-- begin SUPPLIED DATA --
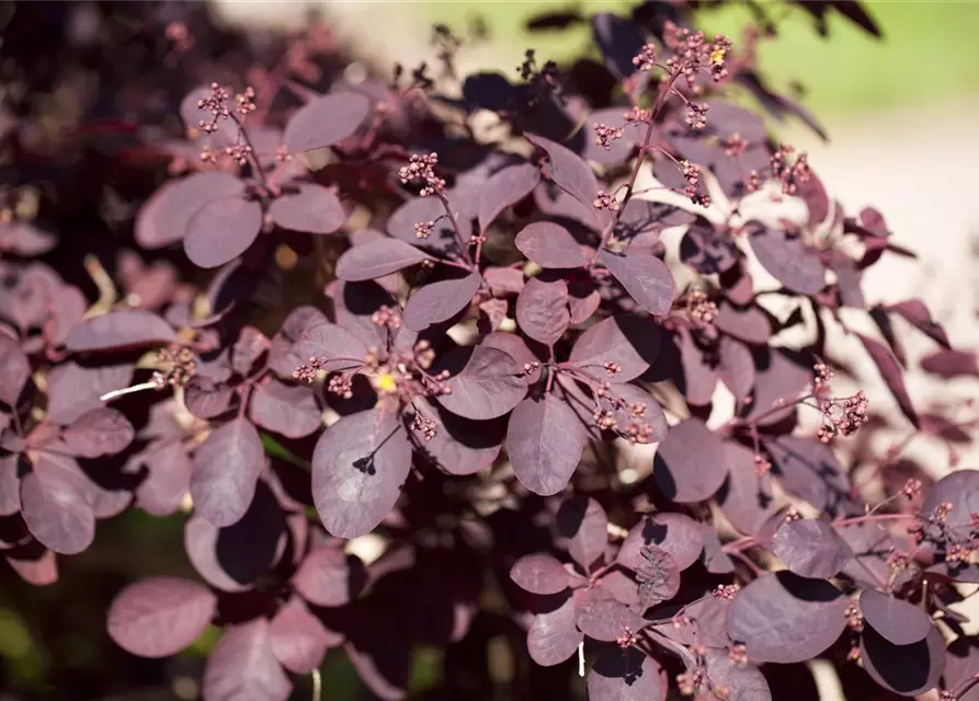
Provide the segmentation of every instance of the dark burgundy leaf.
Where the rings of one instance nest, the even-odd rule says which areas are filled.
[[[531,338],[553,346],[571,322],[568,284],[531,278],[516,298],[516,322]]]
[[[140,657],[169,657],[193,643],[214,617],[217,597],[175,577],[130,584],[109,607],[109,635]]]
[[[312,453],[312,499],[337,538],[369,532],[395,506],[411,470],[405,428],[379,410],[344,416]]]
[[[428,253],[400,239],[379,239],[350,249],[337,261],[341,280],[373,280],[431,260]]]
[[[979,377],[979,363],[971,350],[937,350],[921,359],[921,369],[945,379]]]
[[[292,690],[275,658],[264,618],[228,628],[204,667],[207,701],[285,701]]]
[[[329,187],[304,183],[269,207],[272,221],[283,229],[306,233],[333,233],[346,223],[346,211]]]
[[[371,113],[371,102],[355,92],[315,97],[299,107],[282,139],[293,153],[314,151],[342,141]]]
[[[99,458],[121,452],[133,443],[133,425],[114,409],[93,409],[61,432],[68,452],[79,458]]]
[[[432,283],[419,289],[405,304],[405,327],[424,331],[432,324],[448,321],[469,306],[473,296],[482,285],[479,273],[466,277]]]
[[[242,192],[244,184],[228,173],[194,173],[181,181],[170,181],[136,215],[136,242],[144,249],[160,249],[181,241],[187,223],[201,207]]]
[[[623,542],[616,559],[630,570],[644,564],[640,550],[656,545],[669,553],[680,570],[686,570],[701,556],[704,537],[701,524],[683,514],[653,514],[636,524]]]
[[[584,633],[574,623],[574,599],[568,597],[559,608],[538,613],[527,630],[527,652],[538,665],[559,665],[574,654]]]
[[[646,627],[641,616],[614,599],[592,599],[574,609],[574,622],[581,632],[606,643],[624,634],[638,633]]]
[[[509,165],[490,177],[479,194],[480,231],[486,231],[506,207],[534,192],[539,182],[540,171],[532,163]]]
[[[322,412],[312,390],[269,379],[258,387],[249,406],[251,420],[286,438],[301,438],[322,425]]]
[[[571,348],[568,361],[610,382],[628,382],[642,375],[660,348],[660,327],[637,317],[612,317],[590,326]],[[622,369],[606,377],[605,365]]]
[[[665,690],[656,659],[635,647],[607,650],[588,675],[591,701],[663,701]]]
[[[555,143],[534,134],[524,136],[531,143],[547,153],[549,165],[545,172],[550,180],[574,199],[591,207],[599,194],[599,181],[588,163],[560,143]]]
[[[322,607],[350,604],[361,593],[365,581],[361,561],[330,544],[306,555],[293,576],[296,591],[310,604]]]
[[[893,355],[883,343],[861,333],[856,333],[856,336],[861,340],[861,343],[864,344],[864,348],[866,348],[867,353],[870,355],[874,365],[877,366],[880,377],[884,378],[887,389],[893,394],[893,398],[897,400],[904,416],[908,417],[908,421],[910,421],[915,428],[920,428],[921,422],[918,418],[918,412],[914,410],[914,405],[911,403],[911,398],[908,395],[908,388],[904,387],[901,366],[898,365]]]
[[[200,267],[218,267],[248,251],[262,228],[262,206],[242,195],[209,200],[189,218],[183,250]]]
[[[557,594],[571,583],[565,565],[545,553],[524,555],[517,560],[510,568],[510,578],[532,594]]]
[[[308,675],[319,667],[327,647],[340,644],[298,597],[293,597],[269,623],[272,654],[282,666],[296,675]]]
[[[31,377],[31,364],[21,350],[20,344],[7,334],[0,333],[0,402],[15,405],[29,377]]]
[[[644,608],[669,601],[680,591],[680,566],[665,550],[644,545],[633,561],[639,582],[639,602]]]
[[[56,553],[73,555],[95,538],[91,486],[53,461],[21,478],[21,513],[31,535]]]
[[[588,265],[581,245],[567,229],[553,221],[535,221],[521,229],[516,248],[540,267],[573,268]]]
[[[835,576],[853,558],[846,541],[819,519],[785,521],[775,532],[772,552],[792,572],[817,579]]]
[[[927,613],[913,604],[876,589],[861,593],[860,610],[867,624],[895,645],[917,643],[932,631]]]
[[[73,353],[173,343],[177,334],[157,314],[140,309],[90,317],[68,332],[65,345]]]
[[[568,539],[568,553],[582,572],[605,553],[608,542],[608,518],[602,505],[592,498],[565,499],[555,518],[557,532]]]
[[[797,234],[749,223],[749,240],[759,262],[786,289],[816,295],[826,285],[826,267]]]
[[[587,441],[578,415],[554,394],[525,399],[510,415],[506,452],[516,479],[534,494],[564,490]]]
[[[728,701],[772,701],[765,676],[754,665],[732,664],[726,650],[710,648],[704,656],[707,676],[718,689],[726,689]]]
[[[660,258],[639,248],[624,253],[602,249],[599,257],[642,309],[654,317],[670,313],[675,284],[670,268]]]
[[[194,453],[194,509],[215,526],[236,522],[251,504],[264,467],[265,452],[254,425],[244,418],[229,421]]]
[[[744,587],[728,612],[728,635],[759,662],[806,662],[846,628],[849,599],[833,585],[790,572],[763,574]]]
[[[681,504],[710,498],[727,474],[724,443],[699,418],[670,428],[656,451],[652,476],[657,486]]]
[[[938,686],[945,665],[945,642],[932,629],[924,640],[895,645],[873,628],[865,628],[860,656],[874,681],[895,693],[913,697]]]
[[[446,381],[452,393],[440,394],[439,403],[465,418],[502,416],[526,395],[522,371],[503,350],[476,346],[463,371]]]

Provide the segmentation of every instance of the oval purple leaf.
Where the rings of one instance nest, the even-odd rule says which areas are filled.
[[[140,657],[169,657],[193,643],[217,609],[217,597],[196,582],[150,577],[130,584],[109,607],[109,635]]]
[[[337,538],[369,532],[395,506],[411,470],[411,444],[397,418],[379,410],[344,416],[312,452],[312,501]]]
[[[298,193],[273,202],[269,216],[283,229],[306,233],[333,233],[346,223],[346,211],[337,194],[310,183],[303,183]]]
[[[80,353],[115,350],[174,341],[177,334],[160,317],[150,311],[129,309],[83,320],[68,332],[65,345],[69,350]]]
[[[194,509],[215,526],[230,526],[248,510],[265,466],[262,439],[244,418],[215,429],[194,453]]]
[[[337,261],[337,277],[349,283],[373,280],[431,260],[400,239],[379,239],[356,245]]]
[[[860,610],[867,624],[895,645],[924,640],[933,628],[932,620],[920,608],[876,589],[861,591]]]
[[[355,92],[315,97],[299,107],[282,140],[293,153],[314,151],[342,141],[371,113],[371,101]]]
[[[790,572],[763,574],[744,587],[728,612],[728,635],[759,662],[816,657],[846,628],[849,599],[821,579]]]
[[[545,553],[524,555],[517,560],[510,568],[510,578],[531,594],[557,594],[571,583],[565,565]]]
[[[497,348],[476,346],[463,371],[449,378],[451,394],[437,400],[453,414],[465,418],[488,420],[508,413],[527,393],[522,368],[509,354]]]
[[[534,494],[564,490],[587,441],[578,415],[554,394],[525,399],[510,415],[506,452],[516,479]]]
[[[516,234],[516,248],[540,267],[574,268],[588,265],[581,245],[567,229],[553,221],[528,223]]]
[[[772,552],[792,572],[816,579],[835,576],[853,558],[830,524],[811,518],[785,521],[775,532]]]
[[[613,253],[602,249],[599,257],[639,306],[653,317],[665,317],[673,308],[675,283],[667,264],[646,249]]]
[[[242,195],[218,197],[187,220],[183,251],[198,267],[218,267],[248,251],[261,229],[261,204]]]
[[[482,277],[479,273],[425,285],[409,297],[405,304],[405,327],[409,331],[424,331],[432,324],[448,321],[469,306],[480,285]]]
-- end SUPPLIED DATA --
-- begin SUPPLIED DATA --
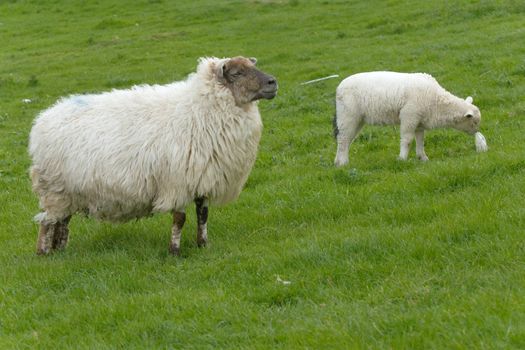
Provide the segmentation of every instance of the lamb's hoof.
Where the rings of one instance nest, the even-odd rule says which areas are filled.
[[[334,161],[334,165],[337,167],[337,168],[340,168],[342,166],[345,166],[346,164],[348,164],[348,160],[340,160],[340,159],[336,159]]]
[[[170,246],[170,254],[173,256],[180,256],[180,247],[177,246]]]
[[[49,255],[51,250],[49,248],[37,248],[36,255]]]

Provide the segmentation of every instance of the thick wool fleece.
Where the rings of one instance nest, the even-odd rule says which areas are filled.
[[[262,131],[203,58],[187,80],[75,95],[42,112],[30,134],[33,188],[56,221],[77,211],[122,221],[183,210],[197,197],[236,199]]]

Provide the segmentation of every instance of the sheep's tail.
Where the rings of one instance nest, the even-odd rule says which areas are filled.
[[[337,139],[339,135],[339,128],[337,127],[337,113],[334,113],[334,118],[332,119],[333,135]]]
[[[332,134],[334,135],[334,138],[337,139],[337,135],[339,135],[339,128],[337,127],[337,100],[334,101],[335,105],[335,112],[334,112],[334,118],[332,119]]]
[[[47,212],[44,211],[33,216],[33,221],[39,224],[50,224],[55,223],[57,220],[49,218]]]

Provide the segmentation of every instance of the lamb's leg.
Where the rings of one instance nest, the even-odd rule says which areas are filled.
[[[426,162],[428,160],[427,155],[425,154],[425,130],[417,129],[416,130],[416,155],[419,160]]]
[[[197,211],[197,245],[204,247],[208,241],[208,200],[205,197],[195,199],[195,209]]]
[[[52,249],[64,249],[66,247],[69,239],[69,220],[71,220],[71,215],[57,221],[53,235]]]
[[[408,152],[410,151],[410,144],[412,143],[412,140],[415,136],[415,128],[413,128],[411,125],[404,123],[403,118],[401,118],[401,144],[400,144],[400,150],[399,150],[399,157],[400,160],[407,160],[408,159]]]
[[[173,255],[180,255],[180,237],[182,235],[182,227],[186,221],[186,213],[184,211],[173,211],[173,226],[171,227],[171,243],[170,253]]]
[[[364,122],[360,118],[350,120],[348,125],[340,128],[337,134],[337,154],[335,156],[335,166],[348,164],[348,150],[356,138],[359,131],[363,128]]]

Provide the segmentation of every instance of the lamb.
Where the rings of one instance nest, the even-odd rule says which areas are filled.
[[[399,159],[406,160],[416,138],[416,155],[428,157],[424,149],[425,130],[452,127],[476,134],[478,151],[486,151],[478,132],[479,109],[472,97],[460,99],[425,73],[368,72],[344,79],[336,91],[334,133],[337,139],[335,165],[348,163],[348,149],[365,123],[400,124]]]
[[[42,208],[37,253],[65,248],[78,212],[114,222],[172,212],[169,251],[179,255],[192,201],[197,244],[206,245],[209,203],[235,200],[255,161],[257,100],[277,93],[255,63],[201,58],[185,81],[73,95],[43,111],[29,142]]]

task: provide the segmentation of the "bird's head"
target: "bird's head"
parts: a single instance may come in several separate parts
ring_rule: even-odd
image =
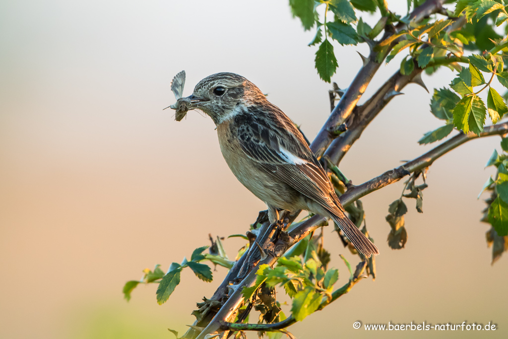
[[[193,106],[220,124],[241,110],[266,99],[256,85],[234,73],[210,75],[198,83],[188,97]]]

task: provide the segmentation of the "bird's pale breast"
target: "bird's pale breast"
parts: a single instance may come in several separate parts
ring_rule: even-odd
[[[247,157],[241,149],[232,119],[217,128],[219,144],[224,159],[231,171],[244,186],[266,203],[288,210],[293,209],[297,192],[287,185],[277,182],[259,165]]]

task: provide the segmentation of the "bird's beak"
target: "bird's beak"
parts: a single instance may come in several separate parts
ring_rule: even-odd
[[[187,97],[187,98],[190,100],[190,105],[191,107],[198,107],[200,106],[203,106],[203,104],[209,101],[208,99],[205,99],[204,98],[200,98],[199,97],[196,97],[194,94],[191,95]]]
-- end SUPPLIED DATA --
Return each line of the entries above that contains the string "target", treating uppercase and lowercase letters as different.

## FULL RESPONSE
target: "bird's head"
target: "bird's pale breast"
target: "bird's beak"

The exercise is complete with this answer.